EXCERPT TO READ =>
>> begin
This is what is said in this MSDN Article:

The precedence and associativity of C operators affect the grouping and evaluation of operands in expressions. An operator's precedence is meaningful only if other operators with higher or lower precedence are present. Expressions with higher-precedence operators are evaluated first. Precedence can also be described by the word "binding." Operators with a higher precedence are said to have tighter binding.

Now, about the above article; it mentions:

Expressions with higher-precedence operators are evaluated first.

It may sound incorrect. But, I think the article is not saying something wrong if we consider that () is also an operator x<y<z is same as (x<y)<z. My reasoning is if associativity does not come into play, then the complete expressions evaluation would become ambiguous since < is not a Sequence Point.

Also, another link I found says this on Operator Precedence and Associativity:

This page lists C operators in order of precedence (highest to lowest). Their associativity indicates in what order operators of equal precedence in an expression are applied.

So taking, the second example of int result=x<y<z, we can see here that there are in all 3 expressions, x, y and z, since, the simplest form of an expression consists of a single literal constant or object. Hence the result of the expressions x, y, z would be there rvalues, i.e., 10, 1 and 2 respectively. Hence, now we may interpret x<y<z as 10<1<2.

Now, doesn't Associativity come into play since now we have 2 expressions to be evaluated, either 10<1 or 1<2 and since the precedence of operator is same, they are evaluated from left to right?
>> end
OBJECTIVE A => Pull out every line of the records that contains the string "plate", treating case as significant.

Excerpt from a data file:
>> begin
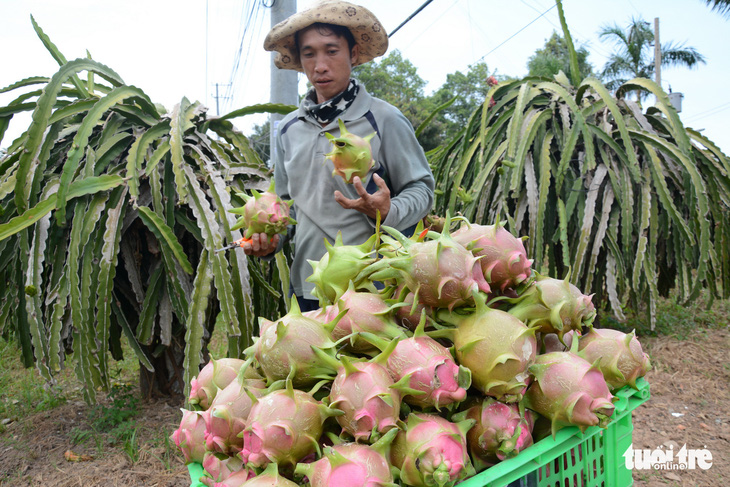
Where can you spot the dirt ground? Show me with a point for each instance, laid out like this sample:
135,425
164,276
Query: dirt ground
690,404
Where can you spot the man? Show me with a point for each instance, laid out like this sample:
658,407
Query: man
325,42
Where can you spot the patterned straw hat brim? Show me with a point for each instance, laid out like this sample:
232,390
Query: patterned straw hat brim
369,34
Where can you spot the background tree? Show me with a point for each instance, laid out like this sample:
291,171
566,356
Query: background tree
396,80
555,57
469,89
634,57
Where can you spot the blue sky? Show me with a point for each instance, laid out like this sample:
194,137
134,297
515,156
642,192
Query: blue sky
179,48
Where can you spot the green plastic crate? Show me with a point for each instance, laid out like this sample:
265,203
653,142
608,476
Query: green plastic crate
571,459
574,459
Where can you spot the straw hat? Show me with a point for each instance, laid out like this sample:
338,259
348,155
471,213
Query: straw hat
368,32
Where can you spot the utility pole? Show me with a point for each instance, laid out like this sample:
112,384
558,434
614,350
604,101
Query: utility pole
283,81
657,53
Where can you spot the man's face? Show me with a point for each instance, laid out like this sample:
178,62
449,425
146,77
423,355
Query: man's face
327,62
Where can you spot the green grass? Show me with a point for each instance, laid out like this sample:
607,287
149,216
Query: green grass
674,318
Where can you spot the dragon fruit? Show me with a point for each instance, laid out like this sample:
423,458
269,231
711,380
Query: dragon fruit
501,431
555,305
441,272
351,465
294,342
226,416
619,355
351,154
339,267
425,371
283,427
220,467
504,259
263,213
268,478
497,348
189,437
432,451
216,375
568,390
362,312
364,392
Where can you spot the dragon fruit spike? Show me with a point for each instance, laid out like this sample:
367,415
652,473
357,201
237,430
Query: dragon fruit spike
504,259
441,272
497,348
340,265
555,305
568,390
351,154
432,451
619,355
351,465
263,213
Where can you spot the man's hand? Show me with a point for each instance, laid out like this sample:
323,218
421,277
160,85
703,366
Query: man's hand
260,245
367,203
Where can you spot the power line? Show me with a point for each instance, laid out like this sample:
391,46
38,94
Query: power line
410,17
515,34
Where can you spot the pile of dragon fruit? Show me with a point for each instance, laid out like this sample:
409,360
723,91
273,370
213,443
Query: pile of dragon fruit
432,358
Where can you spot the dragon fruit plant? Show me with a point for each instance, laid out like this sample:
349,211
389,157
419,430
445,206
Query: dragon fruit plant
351,154
619,355
568,390
352,465
189,437
432,451
497,347
503,257
283,427
263,213
501,431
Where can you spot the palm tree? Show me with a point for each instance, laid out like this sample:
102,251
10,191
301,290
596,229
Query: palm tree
635,55
722,6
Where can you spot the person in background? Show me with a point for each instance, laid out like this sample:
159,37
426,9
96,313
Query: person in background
325,42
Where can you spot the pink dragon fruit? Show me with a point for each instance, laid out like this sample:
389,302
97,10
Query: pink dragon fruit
268,478
425,371
432,451
351,465
364,392
340,266
216,375
503,257
189,436
497,348
362,312
226,416
501,431
263,213
568,390
294,342
220,467
441,272
351,154
619,355
555,306
283,427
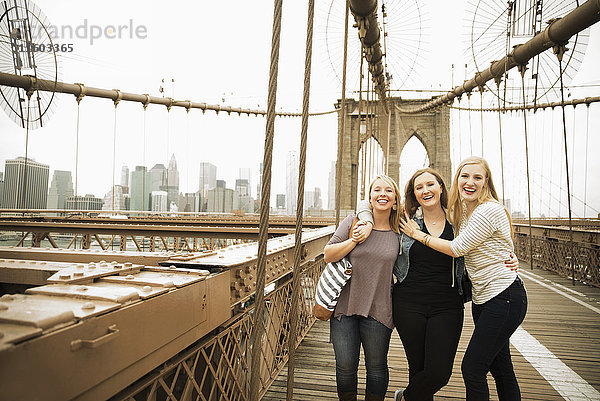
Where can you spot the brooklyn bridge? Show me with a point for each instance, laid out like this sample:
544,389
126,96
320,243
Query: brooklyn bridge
156,292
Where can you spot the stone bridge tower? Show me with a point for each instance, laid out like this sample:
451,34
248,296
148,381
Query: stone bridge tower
432,129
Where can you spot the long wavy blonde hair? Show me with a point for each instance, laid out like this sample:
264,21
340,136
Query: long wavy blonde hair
394,214
488,193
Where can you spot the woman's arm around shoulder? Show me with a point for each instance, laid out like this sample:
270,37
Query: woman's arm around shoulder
341,243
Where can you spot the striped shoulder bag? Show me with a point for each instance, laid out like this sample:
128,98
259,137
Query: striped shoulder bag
330,285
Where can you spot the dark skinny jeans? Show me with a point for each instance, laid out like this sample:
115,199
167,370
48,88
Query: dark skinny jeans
347,334
489,351
430,338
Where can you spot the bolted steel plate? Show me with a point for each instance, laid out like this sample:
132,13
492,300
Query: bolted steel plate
19,309
144,291
81,272
13,333
119,294
163,279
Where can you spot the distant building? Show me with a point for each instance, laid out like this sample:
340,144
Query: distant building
172,181
159,201
246,174
280,201
125,179
88,202
140,190
188,202
219,200
291,182
35,190
208,176
118,202
158,177
331,188
259,185
61,187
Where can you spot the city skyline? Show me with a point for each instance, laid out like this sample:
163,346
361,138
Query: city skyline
146,65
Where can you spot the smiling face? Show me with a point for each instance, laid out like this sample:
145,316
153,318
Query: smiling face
471,182
427,190
382,195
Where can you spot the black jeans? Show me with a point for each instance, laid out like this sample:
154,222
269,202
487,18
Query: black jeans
430,338
488,350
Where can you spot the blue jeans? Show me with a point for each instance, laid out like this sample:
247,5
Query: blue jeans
347,334
488,350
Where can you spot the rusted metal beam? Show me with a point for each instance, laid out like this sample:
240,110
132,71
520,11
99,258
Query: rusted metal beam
558,32
249,233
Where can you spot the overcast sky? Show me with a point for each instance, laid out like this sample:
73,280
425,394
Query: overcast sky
218,52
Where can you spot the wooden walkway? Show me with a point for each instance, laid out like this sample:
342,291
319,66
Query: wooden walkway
556,354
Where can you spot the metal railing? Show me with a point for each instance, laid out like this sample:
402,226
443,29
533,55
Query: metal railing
218,367
551,250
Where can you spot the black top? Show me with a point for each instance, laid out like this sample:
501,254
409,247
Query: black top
429,279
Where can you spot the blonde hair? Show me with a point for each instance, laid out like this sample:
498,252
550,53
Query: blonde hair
488,193
394,214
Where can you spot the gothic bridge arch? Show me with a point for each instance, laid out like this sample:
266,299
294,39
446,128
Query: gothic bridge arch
432,128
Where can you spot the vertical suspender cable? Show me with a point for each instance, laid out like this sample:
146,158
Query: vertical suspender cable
26,154
358,137
389,130
559,50
77,149
470,130
292,338
522,68
587,132
342,132
481,115
265,196
114,155
501,145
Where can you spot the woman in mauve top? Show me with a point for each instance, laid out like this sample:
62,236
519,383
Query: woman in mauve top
363,314
484,236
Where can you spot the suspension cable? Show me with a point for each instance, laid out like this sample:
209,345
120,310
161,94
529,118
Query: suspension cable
559,51
522,69
360,106
342,132
501,145
116,102
258,319
481,115
29,93
292,337
587,132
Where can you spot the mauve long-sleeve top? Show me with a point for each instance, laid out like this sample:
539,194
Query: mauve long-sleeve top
369,290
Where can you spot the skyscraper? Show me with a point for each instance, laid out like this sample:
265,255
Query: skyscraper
172,182
141,188
158,177
35,190
125,178
88,202
331,188
60,188
208,176
291,182
246,174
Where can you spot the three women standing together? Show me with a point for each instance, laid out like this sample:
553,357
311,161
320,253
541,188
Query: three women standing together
426,302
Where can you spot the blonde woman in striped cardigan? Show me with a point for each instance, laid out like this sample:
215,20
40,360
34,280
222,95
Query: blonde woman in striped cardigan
484,238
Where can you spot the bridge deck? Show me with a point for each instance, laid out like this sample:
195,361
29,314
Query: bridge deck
556,355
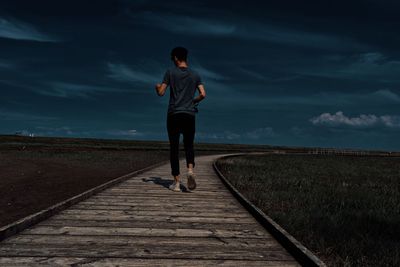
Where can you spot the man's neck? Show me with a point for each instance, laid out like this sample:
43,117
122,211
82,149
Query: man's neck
181,64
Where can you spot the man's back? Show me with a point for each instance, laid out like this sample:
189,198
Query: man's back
183,82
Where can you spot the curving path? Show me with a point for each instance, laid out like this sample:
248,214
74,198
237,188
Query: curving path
139,222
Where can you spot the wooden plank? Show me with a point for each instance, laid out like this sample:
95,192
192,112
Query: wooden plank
156,218
56,261
154,205
142,223
258,243
116,213
168,194
145,251
163,191
130,231
151,224
175,208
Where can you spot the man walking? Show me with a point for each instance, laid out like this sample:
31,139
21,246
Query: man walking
182,108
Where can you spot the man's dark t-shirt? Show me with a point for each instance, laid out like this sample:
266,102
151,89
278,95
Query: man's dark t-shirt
183,83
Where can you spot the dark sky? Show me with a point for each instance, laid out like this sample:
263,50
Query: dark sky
298,73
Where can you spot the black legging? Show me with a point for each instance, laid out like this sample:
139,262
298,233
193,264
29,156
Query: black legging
176,124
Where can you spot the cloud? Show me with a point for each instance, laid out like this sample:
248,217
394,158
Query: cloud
260,133
239,28
54,131
208,74
124,133
6,65
339,119
6,115
123,73
185,24
18,30
70,90
255,134
371,66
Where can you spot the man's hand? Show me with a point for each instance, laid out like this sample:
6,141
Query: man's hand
202,94
160,88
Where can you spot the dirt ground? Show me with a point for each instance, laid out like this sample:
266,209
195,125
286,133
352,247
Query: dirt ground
36,173
32,180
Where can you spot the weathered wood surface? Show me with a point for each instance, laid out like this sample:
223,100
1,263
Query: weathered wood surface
140,222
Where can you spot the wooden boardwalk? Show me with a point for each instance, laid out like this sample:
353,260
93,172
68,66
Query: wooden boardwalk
139,222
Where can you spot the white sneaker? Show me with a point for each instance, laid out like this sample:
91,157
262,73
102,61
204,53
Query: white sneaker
175,187
191,181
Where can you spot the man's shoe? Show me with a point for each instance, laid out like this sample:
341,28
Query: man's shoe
176,187
191,181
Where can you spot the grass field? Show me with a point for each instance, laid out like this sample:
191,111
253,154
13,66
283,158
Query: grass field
38,172
346,209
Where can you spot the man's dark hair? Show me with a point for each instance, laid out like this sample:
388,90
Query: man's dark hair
180,53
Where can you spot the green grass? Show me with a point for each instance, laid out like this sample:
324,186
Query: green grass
346,209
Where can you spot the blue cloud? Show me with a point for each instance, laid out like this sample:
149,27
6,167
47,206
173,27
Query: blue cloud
340,119
123,73
18,30
250,30
70,90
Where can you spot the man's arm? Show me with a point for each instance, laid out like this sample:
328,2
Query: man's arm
161,88
202,94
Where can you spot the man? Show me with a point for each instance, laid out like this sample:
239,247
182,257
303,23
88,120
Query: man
182,108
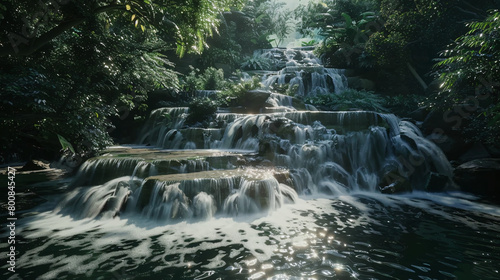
>> end
OBJECTIVE B => Summarize the post on C operator precedence in two sentences.

FINISHED ANSWER A =>
Where can you spot the bolted steel plate? Show me with a point for each instance, laid out like this sample:
Query: bolted steel plate

FINISHED ANSWER B => The post quotes an MSDN article stating that the precedence and associativity of C operators affect how operands are grouped and evaluated and that expressions with higher-precedence operators are evaluated first, along with another page saying associativity sets the order in which operators of equal precedence are applied. Using int result=x<y<z as an example, with x, y and z evaluating to 10, 1 and 2, it asks whether associativity comes into play so that the two comparisons, which share the same precedence, are evaluated from left to right.